* WORK TO BE COMPLETED
List each line of the listing below that contains the string "instructions", copying every such line in full. Matches are case-sensitive.

⁂

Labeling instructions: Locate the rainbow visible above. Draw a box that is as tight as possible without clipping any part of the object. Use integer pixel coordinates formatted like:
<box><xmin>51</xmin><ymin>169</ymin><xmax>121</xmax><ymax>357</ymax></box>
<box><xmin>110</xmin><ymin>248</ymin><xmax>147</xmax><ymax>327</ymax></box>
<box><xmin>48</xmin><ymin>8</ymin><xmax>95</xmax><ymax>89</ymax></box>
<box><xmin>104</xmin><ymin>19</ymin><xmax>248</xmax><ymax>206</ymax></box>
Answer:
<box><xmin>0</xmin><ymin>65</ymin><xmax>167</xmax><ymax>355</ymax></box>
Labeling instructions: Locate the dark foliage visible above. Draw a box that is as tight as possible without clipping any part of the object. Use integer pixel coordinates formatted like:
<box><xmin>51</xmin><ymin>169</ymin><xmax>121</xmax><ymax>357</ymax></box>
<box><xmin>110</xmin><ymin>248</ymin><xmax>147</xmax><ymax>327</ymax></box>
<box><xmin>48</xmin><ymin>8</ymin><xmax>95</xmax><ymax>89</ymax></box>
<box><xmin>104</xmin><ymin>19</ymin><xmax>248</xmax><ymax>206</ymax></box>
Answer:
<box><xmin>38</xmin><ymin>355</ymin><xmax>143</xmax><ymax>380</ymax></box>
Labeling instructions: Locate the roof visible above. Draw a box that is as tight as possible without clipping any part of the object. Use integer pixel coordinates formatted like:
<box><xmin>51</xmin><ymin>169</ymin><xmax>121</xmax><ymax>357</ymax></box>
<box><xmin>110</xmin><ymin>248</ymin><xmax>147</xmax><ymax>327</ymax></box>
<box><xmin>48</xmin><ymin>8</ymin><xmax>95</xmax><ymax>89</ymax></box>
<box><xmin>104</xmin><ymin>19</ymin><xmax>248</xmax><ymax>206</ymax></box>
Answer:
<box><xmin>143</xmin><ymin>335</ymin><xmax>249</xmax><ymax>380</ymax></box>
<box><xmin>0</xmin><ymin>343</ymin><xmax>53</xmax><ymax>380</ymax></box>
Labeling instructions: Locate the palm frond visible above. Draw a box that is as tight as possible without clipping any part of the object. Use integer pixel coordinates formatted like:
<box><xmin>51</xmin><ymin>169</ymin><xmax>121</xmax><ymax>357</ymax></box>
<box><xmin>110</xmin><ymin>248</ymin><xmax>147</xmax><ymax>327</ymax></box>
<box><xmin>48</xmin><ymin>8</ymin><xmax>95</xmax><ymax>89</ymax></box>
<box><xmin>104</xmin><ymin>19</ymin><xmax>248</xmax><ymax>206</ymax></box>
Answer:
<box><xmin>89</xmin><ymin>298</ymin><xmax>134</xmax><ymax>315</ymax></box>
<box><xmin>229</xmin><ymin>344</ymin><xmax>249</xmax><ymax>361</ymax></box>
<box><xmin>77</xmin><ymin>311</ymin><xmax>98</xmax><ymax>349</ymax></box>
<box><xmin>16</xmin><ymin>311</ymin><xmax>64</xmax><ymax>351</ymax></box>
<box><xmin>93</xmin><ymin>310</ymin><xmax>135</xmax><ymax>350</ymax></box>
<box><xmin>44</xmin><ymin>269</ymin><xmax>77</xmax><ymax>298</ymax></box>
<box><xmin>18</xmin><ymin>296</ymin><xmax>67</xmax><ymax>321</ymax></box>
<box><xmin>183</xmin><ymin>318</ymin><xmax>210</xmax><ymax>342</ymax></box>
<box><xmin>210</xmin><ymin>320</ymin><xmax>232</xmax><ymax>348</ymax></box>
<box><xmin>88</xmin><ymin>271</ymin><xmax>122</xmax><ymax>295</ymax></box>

⁂

* EXERCISE OUTPUT
Labeling instructions: Locate the rainbow visible above. Draw a box that is as tight as possible without clipping any part of the object. Use integer pixel coordinates formatted like:
Labeling instructions: Locate the dark foliage visible above. Draw a box that is as tight as possible without clipping any part of the object. Use integer pixel coordinates formatted like:
Labeling instructions: Locate the roof visible above. Draw a box that is as tight as possible without clipping any part of the object. Use integer pixel coordinates formatted like:
Labeling instructions: Locate the palm frond visible above. Draw a box that is as tight as possible without clipping any part of the object. Use integer pixel coordinates formatted like:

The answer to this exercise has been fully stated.